§ DIRECTIONS
(a) Judge whether each statement agrees with the patent background below, answering yes or no and quoting the words that decide it: (i) forced air convection permits cooking at lower temperatures than conventional radiant cooking; (ii) microwaves by themselves are well suited to baking; (iii) available recipes generally give cooking temperatures for convection cooking.
(b) List every heading in the patent background below, in the order they appear.

BACKGROUND OF THE INVENTION
1. Field of the Invention
The present invention pertains to the art of cooking appliances and, more particularly, to a system for automatically determining a required cooking temperature for a convection oven based on a user inputted temperature for a conventional cooking process.
2. Discussion of the Prior Art
The art of cooking is currently undergoing substantial change. It is no longer the norm to have a family member home all day with time to cook and prepare meals. Today, more and more consumers must rush home from work to prepare meals for themselves or for their families. In today's fast paced society, time is of the essence. The luxury of spending time in preparing a meal is becoming less and less affordable. As such, consumers demand an oven that will cook a meal in less time than conventional ovens, without sacrificing the quality of the prepared food. In order to meet these demands, manufacturers are combining conventional radiant cooking systems with the rapid cook advantages of convection, microwave, and other types of cooking systems.
However, the problem with designing an oven capable of rapidly and effectively cooking a food item is exacerbated by the wide array of consumer tastes. No single cooking process lends itself to efficiently cook the wide variety of food items desired by consumers. For example, while conventional radiant cooking is suitable to a wide assortment of food types, the overall cooking process, especially baking, can be quite slow. The pre-heat time, combined with the cook time, is longer than most businesses or consumers desire.
Microwave ovens, on the other hand, are capable of performing a rapid cooking operation. Unfortunately, the types of food items and cooking processes found to be suitable for microwave cooking are limited. For instance, microwaves, by themselves, are often not suitable for baking or for preparing food items which require a crunchy texture. Yet another method of rapidly cooking a food item is through forced air convection. Forced air convection allows for cooking at lower temperatures as compared to conventional radiant cooking processes. The forced air streams serve to disrupt a thermal insulation layer about the food item which increases the heat transfer rate between the food item and its surroundings.
It is considered that a design incorporating a forced air convection system capable of performing both convection and standard radiant bake cooking can enable an appetizing meal to be prepared in a short time period. The prior art has many examples of ovens which combine several types of cooking processes. However, most are limited in the types of cooking processes performed. In addition, since the use of the convection cooking reduces the overall cook time, consideration has to given to establishing a suitable cooking temperature. That is, regardless of the fact that rapid cook systems are becoming more well known, available recipes generally only provide cooking temperature information based on conventional radiant cooking. This fact places a burden on the user to calculate a necessary oven cavity temperature for convection cooking based on the conventional cook temperature provided, a situation which is certainly less than ideal.
To address this concern, it has been proposed in the art of rapid cooking systems to employ an automatic temperature conversion arrangement. In such an arrangement, a controller of a rapid cooking appliance would automatically deduct a certain temperature value from a user set temperature. That is, the controller would assume that the user is inputting a temperature based on a conventional cooking operation and automatically alters the temperature to establish a rapid cook temperature. Most often, the temperature deviation utilized is fixed and consistently applied. However, the temperature change can vary based on selected food groups.

§ MATERIAL SHOWN
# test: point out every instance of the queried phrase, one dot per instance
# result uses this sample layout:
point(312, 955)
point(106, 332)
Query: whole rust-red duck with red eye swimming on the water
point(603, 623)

==

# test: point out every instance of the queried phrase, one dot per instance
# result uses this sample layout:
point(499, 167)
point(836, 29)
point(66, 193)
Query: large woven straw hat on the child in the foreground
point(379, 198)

§ OUTPUTS FOR THE TASKS
(a)
(i) Yes: "Forced air convection allows for cooking at lower temperatures as compared to conventional radiant cooking processes."
(ii) No: "microwaves, by themselves, are often not suitable for baking or for preparing food items which require a crunchy texture."
(iii) No: "available recipes generally only provide cooking temperature information based on conventional radiant cooking."

(b)
BACKGROUND OF THE INVENTION
1. Field of the Invention
2. Discussion of the Prior Art